**Required work**
Every line of the data below should be printed exactly.

**Information supplied**
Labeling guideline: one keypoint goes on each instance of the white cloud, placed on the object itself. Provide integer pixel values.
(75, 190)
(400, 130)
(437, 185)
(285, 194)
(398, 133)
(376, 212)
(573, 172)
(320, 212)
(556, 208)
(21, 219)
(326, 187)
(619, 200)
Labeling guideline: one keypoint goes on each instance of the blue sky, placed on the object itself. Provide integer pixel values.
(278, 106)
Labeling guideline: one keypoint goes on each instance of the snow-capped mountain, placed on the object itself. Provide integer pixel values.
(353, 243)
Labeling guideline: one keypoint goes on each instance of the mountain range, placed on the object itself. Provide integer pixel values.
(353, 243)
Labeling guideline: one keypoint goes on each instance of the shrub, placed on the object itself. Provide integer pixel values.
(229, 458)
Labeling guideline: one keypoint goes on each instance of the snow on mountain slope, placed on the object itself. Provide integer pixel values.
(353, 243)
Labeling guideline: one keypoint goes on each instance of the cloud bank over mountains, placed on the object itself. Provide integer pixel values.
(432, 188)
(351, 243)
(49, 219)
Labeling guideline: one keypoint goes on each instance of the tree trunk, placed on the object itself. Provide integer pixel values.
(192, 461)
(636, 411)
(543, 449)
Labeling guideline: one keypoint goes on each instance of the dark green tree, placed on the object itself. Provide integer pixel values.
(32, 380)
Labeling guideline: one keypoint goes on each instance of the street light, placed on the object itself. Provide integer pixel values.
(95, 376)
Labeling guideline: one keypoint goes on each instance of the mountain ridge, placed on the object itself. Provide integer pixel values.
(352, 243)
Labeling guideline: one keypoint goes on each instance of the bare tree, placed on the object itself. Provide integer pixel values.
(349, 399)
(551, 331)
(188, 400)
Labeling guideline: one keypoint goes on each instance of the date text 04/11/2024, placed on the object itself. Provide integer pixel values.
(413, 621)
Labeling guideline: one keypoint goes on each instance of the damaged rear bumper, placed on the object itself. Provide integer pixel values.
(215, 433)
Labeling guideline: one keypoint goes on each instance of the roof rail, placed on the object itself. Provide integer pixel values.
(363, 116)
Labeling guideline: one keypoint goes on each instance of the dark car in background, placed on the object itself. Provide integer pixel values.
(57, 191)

**Task answer**
Labeling guideline: one keypoint goes on each instance of the white cloud, placed on the object itself. Provide integer pixel values.
(75, 190)
(400, 130)
(437, 185)
(285, 194)
(398, 133)
(376, 212)
(573, 172)
(320, 212)
(556, 208)
(21, 219)
(326, 187)
(619, 200)
Labeling guideline: one keypoint goes on each instance of the blue sky, placed on the object itself. Provide integer pixel values.
(278, 106)
Labeling guideline: one keypoint goes on each instance of the snow-capped mountain, placed on the object itself. Provide integer pixel values.
(353, 243)
Labeling guideline: one keypoint goes on each instance of the mountain range, placed on the object itself. Provide integer pixel values.
(353, 243)
Labeling guideline: one keypoint goes on each instance of the shrub, placed on the object itself. Provide integer pixel values.
(229, 458)
Labeling guideline: one keypoint goes on each instance of the snow on mountain slope, placed on the object itself. Provide integer pixel values.
(353, 243)
Labeling guideline: one keypoint goes on each instance of the cloud bank over mountains, placed on the object itself. Provide integer pixel values.
(432, 188)
(351, 243)
(49, 219)
Labeling guideline: one keypoint goes on each instance of the tree trunk, placed on the object itself. Provide integer pixel values.
(192, 461)
(636, 411)
(543, 449)
Labeling guideline: one keypoint goes on each instance of the dark green tree, placed on the object itself. Provide integer pixel values.
(32, 380)
Labeling guideline: one keypoint goes on each instance of the street light, placed on the object itself. Provide integer pixel values.
(95, 376)
Labeling guideline: one keypoint goes on each instance of the mountain ridge, placed on the object itself. Provide integer pixel values.
(352, 243)
Labeling guideline: one keypoint goes on each instance of the bare tree, placed on the object itself. Provide integer pixel values.
(349, 399)
(551, 331)
(188, 400)
Labeling guideline: one keypoint goes on each instance of the date text 04/11/2024, placed on the object itself. Provide integer pixel values.
(413, 621)
Labeling guideline: one keypoint goes on each instance of the damaged rear bumper, placed on the object itself. Provide integer pixel values.
(215, 433)
Labeling guideline: one keypoint goes on each instance of the roof rail, placed on the object itself. Provide integer pixel values.
(363, 116)
Labeling guideline: one keypoint goes on each instance of the dark car in background, placed on the object itself. Provide integer pixel values.
(57, 191)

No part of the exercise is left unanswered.